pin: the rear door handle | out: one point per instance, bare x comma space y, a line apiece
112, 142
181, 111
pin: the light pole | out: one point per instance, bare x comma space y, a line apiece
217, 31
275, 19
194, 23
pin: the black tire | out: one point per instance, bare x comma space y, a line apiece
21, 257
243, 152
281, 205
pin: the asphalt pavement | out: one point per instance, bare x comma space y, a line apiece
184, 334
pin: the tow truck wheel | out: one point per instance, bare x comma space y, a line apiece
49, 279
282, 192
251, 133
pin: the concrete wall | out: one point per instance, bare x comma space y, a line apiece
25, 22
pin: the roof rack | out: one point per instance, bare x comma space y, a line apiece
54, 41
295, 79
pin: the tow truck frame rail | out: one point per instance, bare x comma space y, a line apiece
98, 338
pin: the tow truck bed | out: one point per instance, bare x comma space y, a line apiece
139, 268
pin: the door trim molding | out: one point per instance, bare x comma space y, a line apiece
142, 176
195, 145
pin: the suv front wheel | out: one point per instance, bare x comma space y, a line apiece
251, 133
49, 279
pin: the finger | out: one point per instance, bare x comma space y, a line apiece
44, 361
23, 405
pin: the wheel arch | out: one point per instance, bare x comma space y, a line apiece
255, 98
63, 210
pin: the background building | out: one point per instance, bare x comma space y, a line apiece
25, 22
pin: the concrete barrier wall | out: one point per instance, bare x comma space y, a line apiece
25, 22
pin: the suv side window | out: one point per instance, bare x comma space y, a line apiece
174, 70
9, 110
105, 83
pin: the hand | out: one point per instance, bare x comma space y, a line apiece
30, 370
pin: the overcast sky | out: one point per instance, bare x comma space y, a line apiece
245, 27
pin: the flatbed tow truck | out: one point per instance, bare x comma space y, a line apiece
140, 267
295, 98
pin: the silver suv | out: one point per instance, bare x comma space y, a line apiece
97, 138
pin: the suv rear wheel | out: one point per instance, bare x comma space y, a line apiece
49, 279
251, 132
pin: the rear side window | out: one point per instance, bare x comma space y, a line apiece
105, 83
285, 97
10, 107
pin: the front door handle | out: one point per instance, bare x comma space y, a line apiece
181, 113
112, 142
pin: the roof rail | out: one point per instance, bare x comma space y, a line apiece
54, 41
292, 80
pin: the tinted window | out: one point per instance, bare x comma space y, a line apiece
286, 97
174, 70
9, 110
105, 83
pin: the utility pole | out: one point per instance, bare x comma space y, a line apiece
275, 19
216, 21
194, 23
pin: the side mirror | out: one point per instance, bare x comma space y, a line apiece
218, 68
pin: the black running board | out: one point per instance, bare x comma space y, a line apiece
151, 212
----
**How to complete this task:**
Copy nothing except the lines from the one holding "pin: the black running" through the last line of the data above, and return them exactly.

**Response area:**
pin: the black running board | out: one point per instance, bare x comma space y, a line apiece
151, 212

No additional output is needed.